James Gregory

Notice: I’m a novice at OMeta, and as such, you shouldn’t take my advice as best-practice. This is based on my exploratory findings.

String parsing is hard. I don’t think anyone will deny that. You can parse it by hand, you can use regular expressions, you can walk it character by character. With SharpDiff, I needed to parse some serious text, it was in an expected format, but there are numerous rules surrounding it. I did not fancy parsing it by hand, or with regular expressions.

I considered writing a parser for it, but dismissed that after my dealings with ANTLR in BooLangStudio. It’s not so much that ANTLR is bad, it’s just long winded; it’s completely visitortastic.

Anyway, after 10 minutes down the path of parsing it myself, I cracked and decided to look into alternatives to ANTLR. I came across OMeta# and (with a reassuring nudge by Jeffery Olson) I went with it.

So what is OMeta#?

At it’s heart, OMeta is just a really great string parser, and OMeta# is a .Net implementation of it. Combine that with a fairly decent definition language and codegen’d parser creation, and you’re onto a winner.

It allows you to write a syntax grammar and parse content with it, without having to worry about lexing, tokenizing and all that jazz. You only need to learn one language, OMeta.

While working on SharpDiff, I took a detour and implemented another very simple Git diff format. It’s a stat/metrics diff that just tells you which files have changed, and how many additions and removals have occurred in each. A pretty straight forward diff crying out to be used as an example.

A basic OMeta-based parser

Git has a diff format called stat (and it’s counter-part numstat, that we’ll be using). It produces output like so:

1    0    myFile.txt
3    1    anotherFile.txt

If you’re following along at home, you’ll need to create yourself a new git repository. In there place a couple of text files, add some content to them and commit them. Then make some changes to those files, but don’t commit that. Now you can execute git --numstat to get the above output.

The Git documentation is a wonderful thing, and it provides us with a nice outline of the numstat output.

1    2    README
3    1    arch/{i386 => x86}/Makefile

That is, from left to right:

the number of added lines;
a tab;
the number of deleted lines;
a tab;
pathname (possibly with rename/copy information);
a newline.

Before we get to the meat, there’s a couple of things we need to do. Firstly, (at the time of writing) there are no binaries available for OMeta#, so you’ll have to download the source and compile yourself. Once you’ve done that, you need to reference the OMetaSharp.dll and OMetaSharp.OMetaCS.dll.

Due to OMeta codegening our parser, it really needs to be built separately to our main project. If we don’t do that, we could get ourselves in a mess when we write an invalid grammar and generate some uncompiling code from it.

I won’t go over how to do this, but basically wrap the following code in a separate console app, changing the paths to point to where your code actually lives.

public void RebuildGitNumstatParser()
{
  var contents = File.ReadAllText(@"..\..\..\SharpDiff\Parsers\GitNumstatParser.ometacs");
  var result = Grammars.ParseGrammarThenOptimizeThenTranslate
    <OMetaParser, OMetaOptimizer, OMetaTranslator>
    (contents,
     p => p.Grammar,
     o => o.OptimizeGrammar,
     t => t.Trans);

  File.WriteAllText(@"..\..\..\SharpDiff\Parsers\GitNumstatParser.cs", result);
}

That just gets OMeta to compile our grammar, then spit out a C# file.

**Data**
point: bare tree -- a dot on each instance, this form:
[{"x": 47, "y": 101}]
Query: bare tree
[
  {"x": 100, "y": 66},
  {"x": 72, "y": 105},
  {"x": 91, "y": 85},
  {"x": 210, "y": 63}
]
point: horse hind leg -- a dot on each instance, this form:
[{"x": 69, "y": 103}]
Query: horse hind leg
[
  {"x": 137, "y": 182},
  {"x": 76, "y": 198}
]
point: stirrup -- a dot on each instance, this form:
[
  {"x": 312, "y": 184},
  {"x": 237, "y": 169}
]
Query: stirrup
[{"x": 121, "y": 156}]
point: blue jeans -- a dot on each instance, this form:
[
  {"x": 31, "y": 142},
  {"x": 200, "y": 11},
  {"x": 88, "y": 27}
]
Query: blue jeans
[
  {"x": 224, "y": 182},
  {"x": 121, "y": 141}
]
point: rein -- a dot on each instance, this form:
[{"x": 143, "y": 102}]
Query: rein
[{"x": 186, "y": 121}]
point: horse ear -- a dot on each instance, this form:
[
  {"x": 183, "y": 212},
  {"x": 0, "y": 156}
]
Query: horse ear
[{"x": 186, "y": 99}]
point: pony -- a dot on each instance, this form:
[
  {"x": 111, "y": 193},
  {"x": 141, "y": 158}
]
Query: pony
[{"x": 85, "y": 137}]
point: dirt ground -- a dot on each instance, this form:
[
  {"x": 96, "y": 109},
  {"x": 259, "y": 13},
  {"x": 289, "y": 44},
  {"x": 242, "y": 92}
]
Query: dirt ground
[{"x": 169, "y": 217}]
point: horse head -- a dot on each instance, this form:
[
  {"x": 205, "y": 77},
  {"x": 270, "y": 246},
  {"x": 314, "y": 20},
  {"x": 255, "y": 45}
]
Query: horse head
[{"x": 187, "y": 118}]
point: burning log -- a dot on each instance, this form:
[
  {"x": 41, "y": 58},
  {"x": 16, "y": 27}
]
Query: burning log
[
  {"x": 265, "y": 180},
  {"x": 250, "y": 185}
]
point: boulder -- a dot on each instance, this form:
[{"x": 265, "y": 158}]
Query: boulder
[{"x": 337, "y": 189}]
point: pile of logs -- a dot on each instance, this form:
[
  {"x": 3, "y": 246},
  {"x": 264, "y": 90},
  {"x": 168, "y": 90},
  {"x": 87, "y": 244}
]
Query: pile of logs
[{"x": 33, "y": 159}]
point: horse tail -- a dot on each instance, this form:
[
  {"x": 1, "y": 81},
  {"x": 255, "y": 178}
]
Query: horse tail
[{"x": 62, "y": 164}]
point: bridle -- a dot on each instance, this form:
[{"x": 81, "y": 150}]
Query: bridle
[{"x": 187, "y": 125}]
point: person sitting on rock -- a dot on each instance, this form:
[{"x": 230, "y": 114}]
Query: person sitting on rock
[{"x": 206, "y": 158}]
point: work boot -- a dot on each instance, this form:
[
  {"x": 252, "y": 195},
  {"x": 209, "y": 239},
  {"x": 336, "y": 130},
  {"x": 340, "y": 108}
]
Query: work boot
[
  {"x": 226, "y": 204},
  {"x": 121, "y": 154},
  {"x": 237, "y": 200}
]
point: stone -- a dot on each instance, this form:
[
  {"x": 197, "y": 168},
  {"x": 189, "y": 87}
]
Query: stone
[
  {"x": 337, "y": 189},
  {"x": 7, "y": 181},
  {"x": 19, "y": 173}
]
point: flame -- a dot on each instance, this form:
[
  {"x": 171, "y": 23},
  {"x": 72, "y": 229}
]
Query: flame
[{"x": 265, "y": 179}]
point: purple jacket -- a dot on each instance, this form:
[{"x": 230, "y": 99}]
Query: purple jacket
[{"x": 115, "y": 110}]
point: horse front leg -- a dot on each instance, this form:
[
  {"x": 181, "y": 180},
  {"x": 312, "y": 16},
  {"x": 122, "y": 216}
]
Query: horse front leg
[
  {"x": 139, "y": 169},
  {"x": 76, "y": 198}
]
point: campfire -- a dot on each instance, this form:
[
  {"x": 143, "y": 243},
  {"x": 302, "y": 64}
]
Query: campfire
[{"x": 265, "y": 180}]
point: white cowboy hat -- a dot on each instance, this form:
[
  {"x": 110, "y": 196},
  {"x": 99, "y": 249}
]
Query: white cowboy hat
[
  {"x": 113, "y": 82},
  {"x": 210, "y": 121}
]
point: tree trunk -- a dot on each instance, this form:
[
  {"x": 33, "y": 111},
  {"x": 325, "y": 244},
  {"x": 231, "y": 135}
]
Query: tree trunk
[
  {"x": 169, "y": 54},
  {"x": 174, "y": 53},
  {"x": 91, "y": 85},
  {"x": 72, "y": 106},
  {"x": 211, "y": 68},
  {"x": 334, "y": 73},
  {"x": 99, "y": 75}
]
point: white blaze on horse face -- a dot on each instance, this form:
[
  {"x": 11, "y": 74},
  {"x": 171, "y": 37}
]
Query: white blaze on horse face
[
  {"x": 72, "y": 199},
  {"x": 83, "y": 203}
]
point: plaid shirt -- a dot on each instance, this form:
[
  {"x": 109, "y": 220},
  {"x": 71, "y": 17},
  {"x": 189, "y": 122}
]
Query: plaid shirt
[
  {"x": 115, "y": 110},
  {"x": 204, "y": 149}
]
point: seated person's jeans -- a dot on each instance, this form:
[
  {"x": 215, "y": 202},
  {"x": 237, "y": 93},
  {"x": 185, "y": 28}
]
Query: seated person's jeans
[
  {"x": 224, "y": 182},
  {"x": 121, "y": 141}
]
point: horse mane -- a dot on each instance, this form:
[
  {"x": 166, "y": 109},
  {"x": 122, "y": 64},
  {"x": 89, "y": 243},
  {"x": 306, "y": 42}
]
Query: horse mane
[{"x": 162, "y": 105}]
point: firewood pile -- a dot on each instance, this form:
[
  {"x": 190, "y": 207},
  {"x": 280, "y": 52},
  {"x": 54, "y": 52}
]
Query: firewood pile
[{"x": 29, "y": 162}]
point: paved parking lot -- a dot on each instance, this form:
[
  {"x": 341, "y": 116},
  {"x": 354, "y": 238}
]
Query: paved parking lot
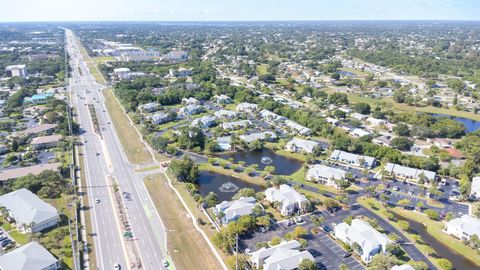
[{"x": 327, "y": 253}]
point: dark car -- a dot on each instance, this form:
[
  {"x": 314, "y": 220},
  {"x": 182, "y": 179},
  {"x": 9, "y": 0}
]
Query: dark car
[{"x": 326, "y": 228}]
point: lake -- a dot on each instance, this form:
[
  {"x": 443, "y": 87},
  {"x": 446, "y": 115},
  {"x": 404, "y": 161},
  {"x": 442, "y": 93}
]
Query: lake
[
  {"x": 266, "y": 157},
  {"x": 459, "y": 262},
  {"x": 225, "y": 186},
  {"x": 470, "y": 125}
]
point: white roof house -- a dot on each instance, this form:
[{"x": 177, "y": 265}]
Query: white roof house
[
  {"x": 408, "y": 173},
  {"x": 271, "y": 116},
  {"x": 285, "y": 256},
  {"x": 402, "y": 267},
  {"x": 232, "y": 210},
  {"x": 236, "y": 124},
  {"x": 258, "y": 136},
  {"x": 190, "y": 109},
  {"x": 324, "y": 174},
  {"x": 247, "y": 107},
  {"x": 370, "y": 240},
  {"x": 352, "y": 159},
  {"x": 463, "y": 227},
  {"x": 29, "y": 257},
  {"x": 204, "y": 121},
  {"x": 228, "y": 114},
  {"x": 301, "y": 145},
  {"x": 27, "y": 209},
  {"x": 296, "y": 127},
  {"x": 475, "y": 188},
  {"x": 291, "y": 200}
]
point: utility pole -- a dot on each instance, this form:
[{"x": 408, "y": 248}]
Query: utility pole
[{"x": 236, "y": 253}]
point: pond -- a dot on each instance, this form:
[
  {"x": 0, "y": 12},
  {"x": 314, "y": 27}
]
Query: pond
[
  {"x": 470, "y": 124},
  {"x": 266, "y": 157},
  {"x": 225, "y": 186},
  {"x": 459, "y": 262}
]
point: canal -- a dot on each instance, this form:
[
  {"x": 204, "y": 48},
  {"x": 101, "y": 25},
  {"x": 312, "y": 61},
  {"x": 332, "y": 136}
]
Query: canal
[
  {"x": 459, "y": 262},
  {"x": 225, "y": 186},
  {"x": 266, "y": 157}
]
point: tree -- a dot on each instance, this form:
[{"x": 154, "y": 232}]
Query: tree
[
  {"x": 445, "y": 264},
  {"x": 362, "y": 107},
  {"x": 307, "y": 264},
  {"x": 404, "y": 225}
]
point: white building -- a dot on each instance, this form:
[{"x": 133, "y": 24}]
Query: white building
[
  {"x": 261, "y": 136},
  {"x": 232, "y": 210},
  {"x": 408, "y": 173},
  {"x": 301, "y": 145},
  {"x": 475, "y": 188},
  {"x": 31, "y": 256},
  {"x": 290, "y": 199},
  {"x": 352, "y": 159},
  {"x": 370, "y": 240},
  {"x": 247, "y": 107},
  {"x": 325, "y": 175},
  {"x": 225, "y": 114},
  {"x": 463, "y": 227},
  {"x": 284, "y": 256},
  {"x": 17, "y": 71},
  {"x": 204, "y": 122},
  {"x": 30, "y": 213}
]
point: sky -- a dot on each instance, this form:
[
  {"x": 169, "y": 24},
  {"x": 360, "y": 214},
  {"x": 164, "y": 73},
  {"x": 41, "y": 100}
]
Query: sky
[{"x": 236, "y": 10}]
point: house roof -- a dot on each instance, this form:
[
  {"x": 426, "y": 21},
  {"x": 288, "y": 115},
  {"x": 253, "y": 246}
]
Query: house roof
[
  {"x": 26, "y": 207},
  {"x": 352, "y": 158},
  {"x": 27, "y": 257},
  {"x": 467, "y": 224},
  {"x": 46, "y": 139},
  {"x": 24, "y": 171},
  {"x": 236, "y": 208}
]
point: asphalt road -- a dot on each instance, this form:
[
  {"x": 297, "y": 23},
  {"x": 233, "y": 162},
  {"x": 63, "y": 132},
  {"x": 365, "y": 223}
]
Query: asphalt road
[{"x": 103, "y": 157}]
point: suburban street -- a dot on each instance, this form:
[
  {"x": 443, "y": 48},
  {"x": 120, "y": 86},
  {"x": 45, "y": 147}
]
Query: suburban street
[{"x": 104, "y": 158}]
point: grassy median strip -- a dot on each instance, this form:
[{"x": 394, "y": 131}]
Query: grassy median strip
[
  {"x": 134, "y": 148},
  {"x": 187, "y": 247}
]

**What you will do**
• 1. List the parts of Git's numstat output, from left to right, as the OMeta# article outlines them.
• 2. Rewrite the stretch of the OMeta# article that opens with "If you’re following" and closes with "the numstat output.", changing "repository" to "working directory".
• 3. Continue the OMeta# article from its final sentence.
The entries have nothing to do with the OMeta# article.

**Written responses**
• 1.
- the number of added lines
- a tab
- the number of deleted lines
- a tab
- pathname (possibly with rename/copy information)
- a newline

• 2.
If you’re following along at home, you’ll need to create yourself a new git working directory. In there place a couple of text files, add some content to them and commit them. Then make some changes to those files, but don’t commit that. Now you can execute git --numstat to get the above output.

The Git documentation is a wonderful thing, and it provides us with a nice outline of the numstat output.

• 3.
One more thing, then we can get going. For this generation to work, we really need to give it a grammar and parser to begin with. So we’ll create an empty grammar and parser.

using OMetaSharp;

ometa GitNumstatParser : Parser {
}

public class GitNumstatParser : Parser
{
}

Now we can begin! One of the wonderful things about OMeta# is that it can be test driven very easily, which really surprised me.

So lets create our first test!

[Test]
public void ParsesNumber()
{
    var result = Parse<int>("1", x => x.Number);

    Assert.That(result, Is.EqualTo(1));
}

In this test, we pass the Parse function a generic type parameter (int) which is our expected return type, then a string and an expression. The string is our input content, and the expression is the grammar rule to use for parsing.

I’m also using a shortcut method for parsing, which you can see below:

protected T Parse<T>(string text, Func<GitNumstatParser, Rule<char>> ruleFetcher)
{
    return Grammars.ParseWith(text, ruleFetcher).As<T>();
}

When you run this test, it should pass. We didn’t do anything, I hear you say. That’s because we didn’t have to in this case. OMeta# comes with a few predefined rules that you can sometimes take advantage of (or override to give different meaning in your grammar). In this case, we’ve used the Number rule, which parses a string and returns an integer from it.

Onto the next test.

[Test]
public void ParsesAdditionsAndSubtractionValues()
{
    var result = Parse<FileStats>("3\t8\tmyFile.txt\r\n", x => x.Number);

    Assert.That(result.Additions, Is.EqualTo(3));
    Assert.That(result.Subtractions, Is.EqualTo(8));
}

We need a class to represent our file statistics, I’ve created one called FileStats.

public class FileStats
{
  public FileStats(int additions, int subtractions)
  {
    Additions = additions;
    Subtractions = subtractions;
  }

  public int Additions { get; private set; }
  public int Subtractions { get; private set; }
}

When you run this test, it will fail (and at the time of writing, fail with a nasty unhelpful OMeta exception). This is because we’re still trying to use the Number rule, so we need to create our FileStats rule.

Open up your ometacs file and follow along.

using SharpDiff.FileStructure.Numstat;
using OMetaSharp;

ometa GitNumstatParser : Parser {
  FileStats = Number:adds '\t' Number:subs
    -> { new FileStats(adds.As<int>(), subs.As<int>()) }
}

Right, that’s a bit of an overload, so lets go through it.

The line is made up from three parts:

Rule name
Pattern to match
Code to produce

For this line, we’re creating a rule called FileStats, which matches the Number:adds '\t' Number:subs pattern, and produces the code new FileStats(adds.As(), subs.As())</code>.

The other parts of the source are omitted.